TEXT EXCERPT Block Start

A team of three Waterloo students have placed 17th at the 45th International Collegiate Programming Contest, the most prestigious and well-known algorithmic programming competition for university students, held this year in Dhaka, Bangladesh.
Waterloo’s trio of programmers, composed of Wesley Leung (BSE 2022), Jason Yuen (BMath CS 2022) and Ildar Gainullin (third-year BMATH student, with a double major in Pure Math and Combinatorics and Optimization), competed in the gruelling five-hour contest, solving seven of the 12 real-world algorithmic programming problems.
“We are extremely proud that Wesley, Jason and Ildar were the top competitors from a Canadian university,” said Professor Troy Vasiga, who coached Waterloo’s team with his colleague Professor Ondřej Lhoták. “The competition involves solving the problems while huddled around a single computer, so not only are strong analytic and programming skills necessary, but the programmers also have to have strong teamwork and communication skills.”
“It was challenging for the students to train as a team over the past year because of COVID restrictions and because Jason and Wesley were working in San Francisco and Seattle respectively for the past seven months,” adds Professor Lhoták. “Despite these challenges, they performed exceptionally well — they are the top team from Canada, the third team in North America, and 17th internationally — amongst the 137 teams of university students from 69 countries competing at the 45th ICPC.”
The 45th International Collegiate Programming Contest was scheduled to take place in May 2021, but was delayed until this year because of the pandemic.
Before competing at the 45th ICPC World finals, the team of Waterloo programmers crushed the competition at the 2021 ICPC North America Division Championship, a contest that was held virtually on August 14, 2021, finishing solidly in first place.

TEXT EXCERPT Block End
DATA EXTRACT Block Start

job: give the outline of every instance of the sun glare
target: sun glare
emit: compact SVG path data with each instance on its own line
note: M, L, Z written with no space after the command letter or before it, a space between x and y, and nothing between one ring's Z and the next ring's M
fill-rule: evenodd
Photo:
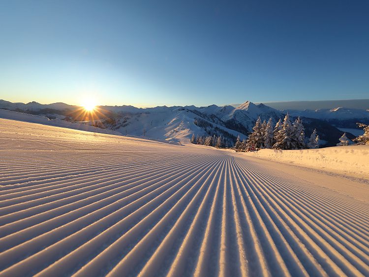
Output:
M86 99L82 105L86 110L92 111L96 107L96 103L92 99Z

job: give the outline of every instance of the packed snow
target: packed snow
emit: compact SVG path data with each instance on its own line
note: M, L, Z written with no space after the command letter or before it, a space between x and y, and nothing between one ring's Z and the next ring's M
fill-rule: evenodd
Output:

DATA EXTRACT Block End

**THE PROBLEM**
Continue the article about the Waterloo programming team at the 45th International Collegiate Programming Contest, starting after its final sentence.

**OUTPUT OF THE TASK**
About the International Collegiate Programming Contest
The International Collegiate Programming Contest is the oldest, largest and most esteemed university-level algorithmic programming contest in the world. Each year, more than 50,000 students from more than 3,000 universities across 100+ countries square off in contests around the globe to earn a spot at the ICPC World Finals. Volunteer coaches prepare their teams with intense training and instruction in algorithms, programming and teamwork strategy.
Huddled around a single computer, teams of three attempt to solve complex real-world problems within a gruelling five-hour deadline. Teammates collaborate to rank the difficulty of the problems, deduce the requirements, design test beds and build software systems to solve them.
In ICPC competitions, teams of three students represent their university in multiple levels of regional competition. Success at one level leads to an invitation to the next. Each region progresses differently, but the result is the same — the best teams advance. The final regional contest determines the teams advancing to the World Finals.
Waterloo at the International Collegiate Programming Contests
The University of Waterloo is the only Canadian university to win the International Collegiate Programming Competition World Finals, taking the prized title in 1994 and again in 1999.